__Instruction A__.
Edit the regular expression text starting at "If you also" and ending at "number is expected." so that "braces" replaces "curly brackets", and give that part back.

__Provided text__.
◇ ◇ ◇
The following regular expression matches any string that matches the pattern you want: ASSOC[0-9]{3}.
If you also want to extract the 3-digit ID as a so-called regex-group from the match, the expression must be as follows: ASSOC([0-9]{3}).
The [0-9] says here, that we expect a number-character (digit) of 0-9. The curly brackets also express that exactly 3 digits, therefore a 3-digit number is expected.
On Regex101 you also have the possibility to validate different inputs with this regex. Furthermore the regular expression is explained in detail.
◇ ◇ ◇
__Supplied data__.
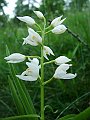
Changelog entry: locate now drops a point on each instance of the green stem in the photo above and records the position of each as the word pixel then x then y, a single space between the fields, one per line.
pixel 48 32
pixel 33 57
pixel 39 27
pixel 42 73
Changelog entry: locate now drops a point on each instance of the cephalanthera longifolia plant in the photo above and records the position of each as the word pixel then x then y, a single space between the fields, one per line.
pixel 36 63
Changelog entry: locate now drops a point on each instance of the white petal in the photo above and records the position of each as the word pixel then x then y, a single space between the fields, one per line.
pixel 61 60
pixel 56 21
pixel 30 21
pixel 34 36
pixel 39 14
pixel 15 58
pixel 26 78
pixel 59 29
pixel 63 67
pixel 29 40
pixel 58 74
pixel 47 51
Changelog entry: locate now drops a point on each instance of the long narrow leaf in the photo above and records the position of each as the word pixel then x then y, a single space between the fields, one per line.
pixel 21 117
pixel 21 90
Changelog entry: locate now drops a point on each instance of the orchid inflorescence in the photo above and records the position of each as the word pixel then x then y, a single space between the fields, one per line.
pixel 34 39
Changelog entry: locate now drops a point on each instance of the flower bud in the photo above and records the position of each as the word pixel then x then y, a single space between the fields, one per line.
pixel 30 21
pixel 15 58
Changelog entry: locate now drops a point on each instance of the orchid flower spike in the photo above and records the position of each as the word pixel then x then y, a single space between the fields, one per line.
pixel 39 14
pixel 33 38
pixel 61 60
pixel 59 29
pixel 57 21
pixel 30 21
pixel 47 51
pixel 32 72
pixel 61 73
pixel 15 58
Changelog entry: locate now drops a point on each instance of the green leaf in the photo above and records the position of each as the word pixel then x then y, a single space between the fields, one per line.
pixel 85 115
pixel 21 91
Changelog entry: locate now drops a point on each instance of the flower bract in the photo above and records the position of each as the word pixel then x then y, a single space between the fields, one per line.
pixel 61 72
pixel 32 72
pixel 33 38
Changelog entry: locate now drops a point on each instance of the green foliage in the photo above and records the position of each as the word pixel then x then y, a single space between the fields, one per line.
pixel 20 94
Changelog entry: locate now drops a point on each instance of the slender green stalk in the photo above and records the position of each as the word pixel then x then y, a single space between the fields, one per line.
pixel 21 117
pixel 42 73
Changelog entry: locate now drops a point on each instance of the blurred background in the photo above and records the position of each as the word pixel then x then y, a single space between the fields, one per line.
pixel 62 96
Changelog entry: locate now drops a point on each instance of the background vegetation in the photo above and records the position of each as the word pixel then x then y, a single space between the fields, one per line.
pixel 62 96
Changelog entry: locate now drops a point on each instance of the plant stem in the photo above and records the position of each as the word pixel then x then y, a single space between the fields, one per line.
pixel 48 81
pixel 42 73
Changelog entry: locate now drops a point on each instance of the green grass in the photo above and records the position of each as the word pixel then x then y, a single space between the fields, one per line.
pixel 59 94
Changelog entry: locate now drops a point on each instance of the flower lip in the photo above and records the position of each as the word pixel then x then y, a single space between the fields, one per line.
pixel 39 14
pixel 61 60
pixel 32 72
pixel 30 21
pixel 47 51
pixel 15 58
pixel 56 21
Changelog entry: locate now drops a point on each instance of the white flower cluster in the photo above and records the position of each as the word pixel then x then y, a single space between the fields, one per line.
pixel 34 39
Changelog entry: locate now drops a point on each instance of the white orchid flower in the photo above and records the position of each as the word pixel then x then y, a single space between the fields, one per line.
pixel 61 73
pixel 30 21
pixel 15 58
pixel 47 51
pixel 32 72
pixel 62 59
pixel 59 29
pixel 39 14
pixel 33 38
pixel 57 21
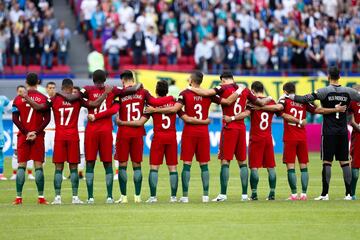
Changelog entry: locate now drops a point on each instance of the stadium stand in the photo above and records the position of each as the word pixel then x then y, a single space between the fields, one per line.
◇ ◇ ◇
__Instruction B__.
Reproduce the rows word for word, starting at the line that contains "the white petal" and ending at the line that contains "pixel 21 91", both lines included.

__Task result A__.
If you also want to extract the 3-digit ID as a so-called regex-group from the match, the expression must be as follows: ASSOC([0-9]{3}).
The [0-9] says here, that we expect a number-character (digit) of 0-9. The braces also express that exactly 3 digits, therefore a 3-digit number is expected.

__Task result B__.
Changelog entry: locate now drops a point on each instance of the white petal in the photo above and records the position of each as the word pixel then x then y, a single space between the fields, one per line.
pixel 61 60
pixel 56 21
pixel 30 21
pixel 34 36
pixel 39 14
pixel 15 58
pixel 26 78
pixel 59 29
pixel 63 67
pixel 29 40
pixel 58 74
pixel 47 51
Changelog entry: locate now drops a point on each instance of the long narrow leaf in the photo above and records the position of each as the word pixel then x then y, a single space between the fields, one per line.
pixel 21 117
pixel 21 90
Changelog entry: locate now drops a point on each instance of the orchid inflorescence in the photo above and records the position of each as the word pixel then x then y, a single space between the fields, one per line.
pixel 34 39
Changelog entry: locate now drops a point on each instance of the flower bud in the photo above and records the position of each as the word pixel then x then y, a single space between the fields, one per line.
pixel 30 21
pixel 15 58
Changelog entry: locate now drops a point on each instance of the orchid flower spike in the photo above and records the position of each as the word pixel then x then y, a single space between the fields, one per line.
pixel 39 14
pixel 33 38
pixel 61 60
pixel 59 29
pixel 57 21
pixel 30 21
pixel 47 51
pixel 32 72
pixel 61 73
pixel 15 58
Changelog entry: locate now drops a point on each instance of the green leaf in the photo above and records the position of each as the word pixel then x then y, a single space between the fields, one per line.
pixel 85 115
pixel 21 91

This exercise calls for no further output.